Start Records shown

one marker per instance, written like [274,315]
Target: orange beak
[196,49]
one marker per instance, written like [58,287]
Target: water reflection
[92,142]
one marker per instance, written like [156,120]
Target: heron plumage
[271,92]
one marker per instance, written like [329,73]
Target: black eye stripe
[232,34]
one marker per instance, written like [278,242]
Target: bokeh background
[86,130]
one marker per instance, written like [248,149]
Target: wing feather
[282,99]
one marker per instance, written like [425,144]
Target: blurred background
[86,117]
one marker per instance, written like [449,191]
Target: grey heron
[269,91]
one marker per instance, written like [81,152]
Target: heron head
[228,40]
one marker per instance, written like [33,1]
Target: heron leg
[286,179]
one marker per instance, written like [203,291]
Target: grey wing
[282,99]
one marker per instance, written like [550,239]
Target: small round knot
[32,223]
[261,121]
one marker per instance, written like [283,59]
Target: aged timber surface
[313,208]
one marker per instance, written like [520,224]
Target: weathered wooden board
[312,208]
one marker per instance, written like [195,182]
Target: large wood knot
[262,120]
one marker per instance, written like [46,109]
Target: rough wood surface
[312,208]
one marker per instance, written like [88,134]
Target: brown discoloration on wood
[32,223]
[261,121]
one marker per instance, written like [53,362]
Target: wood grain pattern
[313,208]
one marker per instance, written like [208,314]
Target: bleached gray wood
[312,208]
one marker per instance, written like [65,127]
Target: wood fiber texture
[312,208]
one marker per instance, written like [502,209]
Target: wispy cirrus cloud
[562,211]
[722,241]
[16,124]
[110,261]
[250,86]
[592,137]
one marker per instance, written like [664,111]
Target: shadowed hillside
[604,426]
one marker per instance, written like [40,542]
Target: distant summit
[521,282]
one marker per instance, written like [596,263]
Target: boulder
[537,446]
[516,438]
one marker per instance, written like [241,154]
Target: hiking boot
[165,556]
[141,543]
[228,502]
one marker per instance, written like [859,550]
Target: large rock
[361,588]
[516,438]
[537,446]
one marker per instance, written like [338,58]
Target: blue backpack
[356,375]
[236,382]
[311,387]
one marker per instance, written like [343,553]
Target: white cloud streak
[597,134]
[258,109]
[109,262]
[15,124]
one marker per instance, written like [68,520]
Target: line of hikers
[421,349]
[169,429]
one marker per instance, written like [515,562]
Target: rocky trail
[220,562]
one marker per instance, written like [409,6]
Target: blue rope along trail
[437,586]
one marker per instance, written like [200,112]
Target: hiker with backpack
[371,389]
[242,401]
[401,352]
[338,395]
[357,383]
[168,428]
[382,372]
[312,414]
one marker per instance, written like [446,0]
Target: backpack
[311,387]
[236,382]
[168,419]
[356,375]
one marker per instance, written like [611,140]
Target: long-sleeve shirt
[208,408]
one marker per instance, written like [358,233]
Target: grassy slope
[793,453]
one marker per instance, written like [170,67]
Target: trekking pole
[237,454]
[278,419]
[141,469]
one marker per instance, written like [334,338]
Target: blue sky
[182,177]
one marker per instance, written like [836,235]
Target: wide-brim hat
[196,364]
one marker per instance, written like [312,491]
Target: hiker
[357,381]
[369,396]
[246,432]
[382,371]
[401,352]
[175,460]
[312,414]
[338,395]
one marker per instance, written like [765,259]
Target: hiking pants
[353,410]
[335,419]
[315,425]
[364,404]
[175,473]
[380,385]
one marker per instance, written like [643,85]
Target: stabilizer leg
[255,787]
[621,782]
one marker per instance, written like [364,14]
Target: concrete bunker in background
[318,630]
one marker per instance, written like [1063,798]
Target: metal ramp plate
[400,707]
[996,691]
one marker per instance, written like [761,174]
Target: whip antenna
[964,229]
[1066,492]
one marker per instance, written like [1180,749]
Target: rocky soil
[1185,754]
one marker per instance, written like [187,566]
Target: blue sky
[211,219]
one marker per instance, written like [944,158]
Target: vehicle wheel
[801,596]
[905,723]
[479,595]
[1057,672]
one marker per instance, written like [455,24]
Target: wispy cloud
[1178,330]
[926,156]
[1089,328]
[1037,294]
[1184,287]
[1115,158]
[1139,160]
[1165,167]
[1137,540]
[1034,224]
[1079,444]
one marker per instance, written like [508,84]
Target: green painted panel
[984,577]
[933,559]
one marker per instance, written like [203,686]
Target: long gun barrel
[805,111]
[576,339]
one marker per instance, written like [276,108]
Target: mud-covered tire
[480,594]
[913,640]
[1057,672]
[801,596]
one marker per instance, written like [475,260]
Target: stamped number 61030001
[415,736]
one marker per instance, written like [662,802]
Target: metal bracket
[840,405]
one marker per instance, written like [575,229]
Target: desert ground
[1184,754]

End Records shown

Scale the stretch of the listing from the line containing "one marker per instance, written like [276,108]" through the end of the listing, both ends included. Reproduce every line, requests included, but multiply each coordinate in the answer points by 1.65 and round to whole numbers, with halves rounded up; leave all numbers in the requests and their format samples unchanged.

one marker per instance, written like [276,108]
Target: mud-covered tire
[792,980]
[1506,1056]
[1744,1109]
[1322,983]
one marker per instance, written like [475,260]
Target: stamped number 61030001
[685,1214]
one marker per instance, written like [662,802]
Target: metal bracket
[1386,668]
one marker per instance, written like [575,229]
Target: desert ground
[1954,1244]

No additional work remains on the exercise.